··· PAGE
This file defines how the agent extracts entities and relations from a raw document.

---

## Step 1: Read the Document

Read the provided text carefully. Identify:
- **Entities**: noun phrases that refer to real-world objects, systems, components, actors, concepts, or events.
- **Relations**: verb phrases that describe how one entity affects, contains, causes, uses, or is related to another.

---

## Step 2: Extract Entities

For each entity:
- Record its **name** (normalized: lowercase, strip leading/trailing whitespace)
- Assign a **type**: a short label (1–3 words) that categorizes the entity

### Entity Type Examples

| Entity Name | Suggested Type |
|-------------|---------------|
| Python interpreter | software |
| memory leak | issue |
| operating system | system |
| database | infrastructure |
| user | actor |
| API endpoint | interface |
| server | infrastructure |

**Rules:**
- Types must be general enough to reuse across documents
- Do NOT create unique types per entity (e.g., avoid `python-interpreter-type`)
······
§ WRITTEN TASK 1
Answer these questions about the entity extraction guide:
(a) How is an entity's name normalized?
(b) Which suggested type does the guide give for "memory leak"?
(c) How many words may a type label contain?
§ WRITTEN TASK 2
Reproduce the stretch of the entity extraction guide from "This file defines" through "concepts, or events." word for word.
§ WRITTEN TASK 3
Resume the entity extraction guide from the point where it stops.
The records aren't needed for any of this.
··· DATASET EXTRACT
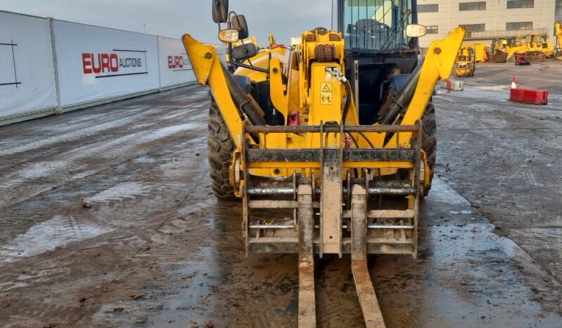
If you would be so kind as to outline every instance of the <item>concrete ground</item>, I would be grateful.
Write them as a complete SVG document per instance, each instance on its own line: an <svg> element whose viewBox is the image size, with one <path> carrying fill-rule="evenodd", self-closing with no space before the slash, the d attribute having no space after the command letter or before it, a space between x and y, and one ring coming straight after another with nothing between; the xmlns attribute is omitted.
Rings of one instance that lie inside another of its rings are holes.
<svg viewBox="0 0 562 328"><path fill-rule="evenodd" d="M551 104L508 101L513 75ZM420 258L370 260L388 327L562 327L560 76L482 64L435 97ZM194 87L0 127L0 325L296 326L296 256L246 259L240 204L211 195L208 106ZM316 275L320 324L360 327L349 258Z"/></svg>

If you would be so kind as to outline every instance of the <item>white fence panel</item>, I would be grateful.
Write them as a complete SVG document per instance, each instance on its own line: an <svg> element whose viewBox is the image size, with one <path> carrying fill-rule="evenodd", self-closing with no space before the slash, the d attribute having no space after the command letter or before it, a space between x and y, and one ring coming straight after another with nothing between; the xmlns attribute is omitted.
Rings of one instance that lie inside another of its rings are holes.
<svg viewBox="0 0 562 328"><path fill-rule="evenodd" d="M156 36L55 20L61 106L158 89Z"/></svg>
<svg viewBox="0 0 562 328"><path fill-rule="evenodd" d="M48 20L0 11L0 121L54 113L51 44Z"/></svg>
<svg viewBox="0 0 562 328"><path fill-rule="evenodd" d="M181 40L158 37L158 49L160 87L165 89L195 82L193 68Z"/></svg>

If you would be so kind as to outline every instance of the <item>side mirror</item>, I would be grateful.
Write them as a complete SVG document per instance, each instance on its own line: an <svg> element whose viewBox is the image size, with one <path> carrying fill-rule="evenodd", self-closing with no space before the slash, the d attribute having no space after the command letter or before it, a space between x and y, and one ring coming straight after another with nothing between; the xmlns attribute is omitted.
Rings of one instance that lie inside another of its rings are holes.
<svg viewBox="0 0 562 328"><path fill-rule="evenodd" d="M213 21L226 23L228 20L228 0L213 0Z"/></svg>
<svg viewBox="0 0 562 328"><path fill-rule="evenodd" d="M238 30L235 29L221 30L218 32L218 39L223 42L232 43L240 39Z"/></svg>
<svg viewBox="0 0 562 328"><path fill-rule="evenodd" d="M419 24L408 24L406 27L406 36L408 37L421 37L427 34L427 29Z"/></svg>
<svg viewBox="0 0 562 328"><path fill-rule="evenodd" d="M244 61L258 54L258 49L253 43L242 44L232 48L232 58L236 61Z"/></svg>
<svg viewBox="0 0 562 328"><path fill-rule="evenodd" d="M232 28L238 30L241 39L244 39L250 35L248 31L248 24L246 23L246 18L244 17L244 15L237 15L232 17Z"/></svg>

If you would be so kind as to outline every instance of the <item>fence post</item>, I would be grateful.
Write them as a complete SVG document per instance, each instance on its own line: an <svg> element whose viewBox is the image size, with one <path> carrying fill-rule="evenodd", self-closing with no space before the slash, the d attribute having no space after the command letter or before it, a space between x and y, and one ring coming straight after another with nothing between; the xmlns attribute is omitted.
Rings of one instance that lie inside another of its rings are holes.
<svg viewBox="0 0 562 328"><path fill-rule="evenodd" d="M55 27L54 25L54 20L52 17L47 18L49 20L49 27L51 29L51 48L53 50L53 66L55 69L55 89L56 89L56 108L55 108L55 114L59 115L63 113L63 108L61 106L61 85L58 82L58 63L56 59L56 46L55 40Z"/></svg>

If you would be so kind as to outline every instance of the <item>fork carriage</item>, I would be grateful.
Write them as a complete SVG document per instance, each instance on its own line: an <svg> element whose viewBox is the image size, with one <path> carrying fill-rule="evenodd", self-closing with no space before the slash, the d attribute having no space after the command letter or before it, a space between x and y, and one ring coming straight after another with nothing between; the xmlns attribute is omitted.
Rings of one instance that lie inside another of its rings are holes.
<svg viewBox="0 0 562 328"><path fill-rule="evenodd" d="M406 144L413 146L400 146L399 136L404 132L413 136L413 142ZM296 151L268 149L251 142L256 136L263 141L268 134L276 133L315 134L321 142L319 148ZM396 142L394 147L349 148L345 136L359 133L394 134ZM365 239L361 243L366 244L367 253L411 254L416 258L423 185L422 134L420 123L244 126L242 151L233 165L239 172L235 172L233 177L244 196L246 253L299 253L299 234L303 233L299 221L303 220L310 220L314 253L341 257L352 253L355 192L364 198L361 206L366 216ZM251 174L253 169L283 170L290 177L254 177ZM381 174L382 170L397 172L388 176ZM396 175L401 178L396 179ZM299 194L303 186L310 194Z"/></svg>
······
··· DATASET EXTRACT
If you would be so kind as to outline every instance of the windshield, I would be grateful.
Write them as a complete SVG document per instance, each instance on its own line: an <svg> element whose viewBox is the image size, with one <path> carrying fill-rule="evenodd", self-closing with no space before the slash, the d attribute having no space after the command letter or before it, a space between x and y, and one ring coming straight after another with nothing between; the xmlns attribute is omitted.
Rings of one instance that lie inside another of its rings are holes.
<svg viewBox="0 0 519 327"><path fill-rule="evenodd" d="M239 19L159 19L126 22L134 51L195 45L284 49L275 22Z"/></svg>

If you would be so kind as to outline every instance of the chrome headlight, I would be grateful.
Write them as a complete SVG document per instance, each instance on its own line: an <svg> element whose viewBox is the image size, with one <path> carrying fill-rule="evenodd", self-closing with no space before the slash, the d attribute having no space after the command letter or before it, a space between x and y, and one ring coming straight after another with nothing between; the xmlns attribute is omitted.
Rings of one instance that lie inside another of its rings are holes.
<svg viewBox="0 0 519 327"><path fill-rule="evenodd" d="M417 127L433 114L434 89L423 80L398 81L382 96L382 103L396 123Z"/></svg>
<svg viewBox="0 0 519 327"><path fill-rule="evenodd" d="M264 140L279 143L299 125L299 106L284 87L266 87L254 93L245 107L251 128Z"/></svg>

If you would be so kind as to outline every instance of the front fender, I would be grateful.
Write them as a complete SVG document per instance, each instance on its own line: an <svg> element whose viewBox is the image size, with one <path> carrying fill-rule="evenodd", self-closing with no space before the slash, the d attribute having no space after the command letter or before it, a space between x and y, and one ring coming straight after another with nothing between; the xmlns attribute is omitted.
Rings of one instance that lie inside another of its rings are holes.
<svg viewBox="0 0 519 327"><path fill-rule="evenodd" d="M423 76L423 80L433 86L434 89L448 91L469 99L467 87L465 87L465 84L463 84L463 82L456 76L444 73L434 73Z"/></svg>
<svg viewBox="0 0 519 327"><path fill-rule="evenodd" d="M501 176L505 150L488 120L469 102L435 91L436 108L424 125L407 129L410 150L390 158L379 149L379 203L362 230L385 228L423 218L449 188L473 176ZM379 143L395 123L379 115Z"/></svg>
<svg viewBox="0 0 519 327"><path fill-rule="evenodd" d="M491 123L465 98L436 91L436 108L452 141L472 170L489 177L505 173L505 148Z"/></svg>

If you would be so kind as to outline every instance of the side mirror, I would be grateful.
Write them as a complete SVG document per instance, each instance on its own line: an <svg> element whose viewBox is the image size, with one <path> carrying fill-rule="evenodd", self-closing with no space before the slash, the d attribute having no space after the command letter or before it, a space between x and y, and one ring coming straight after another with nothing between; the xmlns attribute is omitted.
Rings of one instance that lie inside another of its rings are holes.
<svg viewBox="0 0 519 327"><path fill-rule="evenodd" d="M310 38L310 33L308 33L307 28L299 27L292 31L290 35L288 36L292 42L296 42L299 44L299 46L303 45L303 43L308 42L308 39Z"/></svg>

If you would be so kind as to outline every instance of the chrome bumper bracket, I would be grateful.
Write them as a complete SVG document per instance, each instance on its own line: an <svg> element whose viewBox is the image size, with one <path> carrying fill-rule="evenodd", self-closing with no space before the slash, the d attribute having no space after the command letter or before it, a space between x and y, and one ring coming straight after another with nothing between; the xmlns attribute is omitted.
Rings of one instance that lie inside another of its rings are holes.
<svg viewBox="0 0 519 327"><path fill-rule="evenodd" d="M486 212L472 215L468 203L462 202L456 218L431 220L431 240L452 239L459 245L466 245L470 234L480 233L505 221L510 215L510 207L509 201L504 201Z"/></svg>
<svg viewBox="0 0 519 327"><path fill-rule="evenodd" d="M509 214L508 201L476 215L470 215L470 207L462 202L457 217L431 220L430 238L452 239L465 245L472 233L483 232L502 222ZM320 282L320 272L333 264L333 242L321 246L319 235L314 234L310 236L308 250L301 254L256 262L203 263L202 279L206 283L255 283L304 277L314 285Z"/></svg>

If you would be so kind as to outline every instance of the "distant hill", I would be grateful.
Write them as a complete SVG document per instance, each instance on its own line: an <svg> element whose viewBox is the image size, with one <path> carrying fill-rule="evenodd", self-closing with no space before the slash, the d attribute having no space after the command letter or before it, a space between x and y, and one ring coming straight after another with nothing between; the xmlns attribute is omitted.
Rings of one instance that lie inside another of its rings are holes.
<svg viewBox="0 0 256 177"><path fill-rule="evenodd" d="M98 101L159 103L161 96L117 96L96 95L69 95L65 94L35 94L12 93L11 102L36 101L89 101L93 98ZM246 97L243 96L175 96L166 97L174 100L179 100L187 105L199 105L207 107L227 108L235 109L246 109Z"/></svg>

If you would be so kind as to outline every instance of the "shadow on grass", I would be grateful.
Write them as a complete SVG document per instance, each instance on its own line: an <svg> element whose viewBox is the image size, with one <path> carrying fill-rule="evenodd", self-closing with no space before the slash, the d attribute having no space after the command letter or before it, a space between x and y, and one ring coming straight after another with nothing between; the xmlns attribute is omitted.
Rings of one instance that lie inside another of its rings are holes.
······
§ EXERCISE OUTPUT 1
(a) It is made lowercase, with leading and trailing whitespace stripped.
(b) issue
(c) 1–3 words

§ EXERCISE OUTPUT 2
This file defines how the agent extracts entities and relations from a raw document.

---

## Step 1: Read the Document

Read the provided text carefully. Identify:
- **Entities**: noun phrases that refer to real-world objects, systems, components, actors, concepts, or events.

§ EXERCISE OUTPUT 3
- Use `ontology.md` normalization rules to canonicalize types

---

## Step 3: Extract Relations

For each pair of entities with an explicit connection in the text:
- Record the **source** entity name
- Record the **target** entity name
- Record the **relation type**: a verb or verb phrase (normalized: lowercase)
- Assign a **confidence** score between 0 and 1:
  - 1.0 = stated explicitly ("A causes B")
  - 0.8 = strongly implied ("A is linked to B")
  - 0.6 = weakly implied ("A may affect B")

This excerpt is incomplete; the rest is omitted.